Friday, March 02, 2007

March madness--win or lose

I prefer endings--happy or tragic--that are scripted, or scored. I mean a musical score, not "scored at the buzzer."

This weekend, however, is the Lutheran School State Basketball Tournament here in Illinois, and my son, the eighth-grade basketball star, is putting his dream on the line. He and his teammates are playing hard. They have their eye on the championship.

I get scared even typing that word, for fear I jinx something. The team won this afternoon. There is more basketball tomorrow morning, tomorrow afternoon, Sunday. If they keep on winning, the next game is harder. If they lose, it's harder still.

I am a pre-Title IX girl. Didn't play sports in high school. Wasn't much good in grade school volleyball. Can't imagine throwing myself into win-or-lose jeopardy in front of bleachers filled with fans.

Why? Because I hate to lose. Which, of course, is why I should have played sports--to learn that I could lose and survive, because tomorrow is another day.

Winning is fleeting, too. How long does the glow last? After a while, the trophy gets shoved to the back of the shelf. The grade school champions, and the members of all the other teams, will have to finish their homework, turn in their uniforms, and start all over again in high school.

## Requirements
1. In the tournament post, what grade is the writer's son in?
2. Please carry the tournament post forward from its final sentence, keeping the same voice.

## Data supplied
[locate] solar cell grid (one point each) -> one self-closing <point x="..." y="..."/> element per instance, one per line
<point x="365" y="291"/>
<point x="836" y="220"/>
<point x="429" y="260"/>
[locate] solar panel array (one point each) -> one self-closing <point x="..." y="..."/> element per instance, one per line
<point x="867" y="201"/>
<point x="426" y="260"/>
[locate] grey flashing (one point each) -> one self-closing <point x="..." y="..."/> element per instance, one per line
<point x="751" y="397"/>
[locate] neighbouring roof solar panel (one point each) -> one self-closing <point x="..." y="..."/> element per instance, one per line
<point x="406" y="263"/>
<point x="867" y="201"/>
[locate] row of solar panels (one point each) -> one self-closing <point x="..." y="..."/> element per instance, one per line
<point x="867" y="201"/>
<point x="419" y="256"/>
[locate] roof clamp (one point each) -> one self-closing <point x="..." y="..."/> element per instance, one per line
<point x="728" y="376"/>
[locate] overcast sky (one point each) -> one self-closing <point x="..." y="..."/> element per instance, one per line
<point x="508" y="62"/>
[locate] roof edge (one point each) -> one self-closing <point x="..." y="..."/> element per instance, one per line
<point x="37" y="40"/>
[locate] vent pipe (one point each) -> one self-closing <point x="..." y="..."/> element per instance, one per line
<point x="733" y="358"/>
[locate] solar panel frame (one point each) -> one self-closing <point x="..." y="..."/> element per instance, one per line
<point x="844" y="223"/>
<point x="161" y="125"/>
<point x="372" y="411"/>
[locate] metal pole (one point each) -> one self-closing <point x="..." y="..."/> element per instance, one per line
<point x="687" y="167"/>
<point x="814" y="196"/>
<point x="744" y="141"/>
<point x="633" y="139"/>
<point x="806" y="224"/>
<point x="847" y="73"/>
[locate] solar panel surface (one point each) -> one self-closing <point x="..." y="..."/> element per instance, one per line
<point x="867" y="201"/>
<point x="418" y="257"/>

## Final results
1. Eighth grade.

2.
Yet remarkable moments live on. Think of those passages in life when everything suddenly comes together. The baby is born and in your arms. The words flow from your fingertips onto the paper or the screen. The music is in tune, in tempo, and filled with whole ideas and emotion. The angel has stirred the waters. Her presence stops clocks, or slows them. The air is clear and the mind grasps all 360 degrees and the infinite depth of reality.

I have known these moments in scripted and scored performances, in labor before a birth and in labor at the keyboard. My son knows them on the basketball court. He sees the openings, he sees the ball, his timing in those moments is perfect.

The afterglow of such success warms your spirit for days. You can feel the magic, feel the rhythm even years later.

Losing makes me want to hide in the back of a deep, deep closet, behind the scratchy woolen coats, among the dust bunnies and the odd shoes. I do not want to do homework, or housework. I do not see how to return to the land of the living, having learned the rough and tough truth that many, many things do not turn out happily.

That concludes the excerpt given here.